To be done: Locate every line below that contains the string "shoulder", and copy each of those lines in full.

Material provided:
########
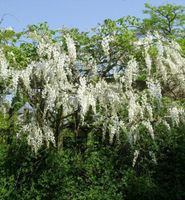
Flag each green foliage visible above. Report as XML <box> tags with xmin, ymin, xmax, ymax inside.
<box><xmin>0</xmin><ymin>4</ymin><xmax>185</xmax><ymax>200</ymax></box>
<box><xmin>143</xmin><ymin>3</ymin><xmax>185</xmax><ymax>36</ymax></box>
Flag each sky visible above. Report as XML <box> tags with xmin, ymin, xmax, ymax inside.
<box><xmin>0</xmin><ymin>0</ymin><xmax>185</xmax><ymax>31</ymax></box>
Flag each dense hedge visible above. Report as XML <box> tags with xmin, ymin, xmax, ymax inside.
<box><xmin>0</xmin><ymin>124</ymin><xmax>185</xmax><ymax>200</ymax></box>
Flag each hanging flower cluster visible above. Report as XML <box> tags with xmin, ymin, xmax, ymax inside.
<box><xmin>0</xmin><ymin>31</ymin><xmax>185</xmax><ymax>154</ymax></box>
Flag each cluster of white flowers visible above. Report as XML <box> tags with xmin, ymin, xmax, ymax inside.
<box><xmin>169</xmin><ymin>106</ymin><xmax>185</xmax><ymax>126</ymax></box>
<box><xmin>0</xmin><ymin>49</ymin><xmax>9</xmax><ymax>79</ymax></box>
<box><xmin>0</xmin><ymin>30</ymin><xmax>185</xmax><ymax>155</ymax></box>
<box><xmin>65</xmin><ymin>35</ymin><xmax>76</xmax><ymax>62</ymax></box>
<box><xmin>101</xmin><ymin>36</ymin><xmax>113</xmax><ymax>56</ymax></box>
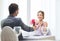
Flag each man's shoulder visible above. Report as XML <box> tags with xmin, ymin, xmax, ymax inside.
<box><xmin>14</xmin><ymin>18</ymin><xmax>21</xmax><ymax>21</ymax></box>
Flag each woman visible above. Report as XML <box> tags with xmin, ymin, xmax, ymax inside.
<box><xmin>33</xmin><ymin>11</ymin><xmax>48</xmax><ymax>35</ymax></box>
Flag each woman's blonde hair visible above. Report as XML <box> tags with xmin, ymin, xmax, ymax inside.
<box><xmin>38</xmin><ymin>10</ymin><xmax>44</xmax><ymax>19</ymax></box>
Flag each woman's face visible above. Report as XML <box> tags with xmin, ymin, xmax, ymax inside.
<box><xmin>37</xmin><ymin>12</ymin><xmax>43</xmax><ymax>21</ymax></box>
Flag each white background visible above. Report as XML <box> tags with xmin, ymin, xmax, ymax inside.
<box><xmin>0</xmin><ymin>0</ymin><xmax>60</xmax><ymax>39</ymax></box>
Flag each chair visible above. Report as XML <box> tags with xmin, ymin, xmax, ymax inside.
<box><xmin>1</xmin><ymin>26</ymin><xmax>18</xmax><ymax>41</ymax></box>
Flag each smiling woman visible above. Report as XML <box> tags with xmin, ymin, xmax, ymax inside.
<box><xmin>0</xmin><ymin>0</ymin><xmax>55</xmax><ymax>40</ymax></box>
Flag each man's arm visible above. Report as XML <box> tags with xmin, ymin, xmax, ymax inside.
<box><xmin>19</xmin><ymin>19</ymin><xmax>34</xmax><ymax>32</ymax></box>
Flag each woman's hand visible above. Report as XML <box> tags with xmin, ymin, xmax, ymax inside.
<box><xmin>33</xmin><ymin>26</ymin><xmax>36</xmax><ymax>30</ymax></box>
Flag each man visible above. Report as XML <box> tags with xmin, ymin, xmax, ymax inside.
<box><xmin>1</xmin><ymin>3</ymin><xmax>33</xmax><ymax>40</ymax></box>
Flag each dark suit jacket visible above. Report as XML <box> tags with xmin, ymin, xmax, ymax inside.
<box><xmin>1</xmin><ymin>15</ymin><xmax>33</xmax><ymax>38</ymax></box>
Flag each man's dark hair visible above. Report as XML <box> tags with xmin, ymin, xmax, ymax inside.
<box><xmin>9</xmin><ymin>3</ymin><xmax>18</xmax><ymax>14</ymax></box>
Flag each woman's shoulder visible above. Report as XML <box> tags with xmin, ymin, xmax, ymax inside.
<box><xmin>44</xmin><ymin>22</ymin><xmax>48</xmax><ymax>27</ymax></box>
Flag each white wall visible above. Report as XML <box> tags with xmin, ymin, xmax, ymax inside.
<box><xmin>0</xmin><ymin>0</ymin><xmax>56</xmax><ymax>37</ymax></box>
<box><xmin>30</xmin><ymin>0</ymin><xmax>56</xmax><ymax>35</ymax></box>
<box><xmin>56</xmin><ymin>0</ymin><xmax>60</xmax><ymax>40</ymax></box>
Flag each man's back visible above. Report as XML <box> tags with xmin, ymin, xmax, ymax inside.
<box><xmin>1</xmin><ymin>16</ymin><xmax>20</xmax><ymax>28</ymax></box>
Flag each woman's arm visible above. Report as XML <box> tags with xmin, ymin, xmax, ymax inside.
<box><xmin>43</xmin><ymin>22</ymin><xmax>48</xmax><ymax>31</ymax></box>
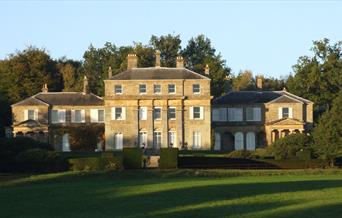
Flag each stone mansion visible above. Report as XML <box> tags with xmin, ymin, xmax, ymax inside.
<box><xmin>12</xmin><ymin>51</ymin><xmax>313</xmax><ymax>151</ymax></box>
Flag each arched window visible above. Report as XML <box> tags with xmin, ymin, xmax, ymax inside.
<box><xmin>214</xmin><ymin>132</ymin><xmax>221</xmax><ymax>151</ymax></box>
<box><xmin>246</xmin><ymin>132</ymin><xmax>255</xmax><ymax>151</ymax></box>
<box><xmin>234</xmin><ymin>132</ymin><xmax>243</xmax><ymax>150</ymax></box>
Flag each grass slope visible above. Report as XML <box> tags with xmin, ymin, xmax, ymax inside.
<box><xmin>0</xmin><ymin>170</ymin><xmax>342</xmax><ymax>218</ymax></box>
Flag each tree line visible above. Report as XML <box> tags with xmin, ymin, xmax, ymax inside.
<box><xmin>0</xmin><ymin>34</ymin><xmax>342</xmax><ymax>157</ymax></box>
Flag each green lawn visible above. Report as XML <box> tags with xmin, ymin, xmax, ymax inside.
<box><xmin>0</xmin><ymin>170</ymin><xmax>342</xmax><ymax>218</ymax></box>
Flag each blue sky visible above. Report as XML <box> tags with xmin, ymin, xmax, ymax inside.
<box><xmin>0</xmin><ymin>0</ymin><xmax>342</xmax><ymax>77</ymax></box>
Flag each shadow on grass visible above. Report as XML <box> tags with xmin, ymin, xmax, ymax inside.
<box><xmin>0</xmin><ymin>171</ymin><xmax>342</xmax><ymax>218</ymax></box>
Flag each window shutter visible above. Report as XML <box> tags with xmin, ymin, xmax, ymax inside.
<box><xmin>213</xmin><ymin>108</ymin><xmax>221</xmax><ymax>121</ymax></box>
<box><xmin>81</xmin><ymin>110</ymin><xmax>85</xmax><ymax>123</ymax></box>
<box><xmin>24</xmin><ymin>110</ymin><xmax>28</xmax><ymax>120</ymax></box>
<box><xmin>122</xmin><ymin>107</ymin><xmax>126</xmax><ymax>120</ymax></box>
<box><xmin>112</xmin><ymin>107</ymin><xmax>115</xmax><ymax>120</ymax></box>
<box><xmin>90</xmin><ymin>109</ymin><xmax>99</xmax><ymax>123</ymax></box>
<box><xmin>200</xmin><ymin>107</ymin><xmax>204</xmax><ymax>120</ymax></box>
<box><xmin>189</xmin><ymin>107</ymin><xmax>194</xmax><ymax>120</ymax></box>
<box><xmin>278</xmin><ymin>107</ymin><xmax>283</xmax><ymax>119</ymax></box>
<box><xmin>60</xmin><ymin>109</ymin><xmax>66</xmax><ymax>123</ymax></box>
<box><xmin>253</xmin><ymin>107</ymin><xmax>261</xmax><ymax>121</ymax></box>
<box><xmin>34</xmin><ymin>109</ymin><xmax>38</xmax><ymax>120</ymax></box>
########
Expected answer:
Flag each man's shoulder visible above. Report as XML <box> tags with xmin, ymin, xmax, ymax inside.
Flag each woman's shoulder visible above. Report as XML <box> tags with xmin, ymin, xmax, ymax inside.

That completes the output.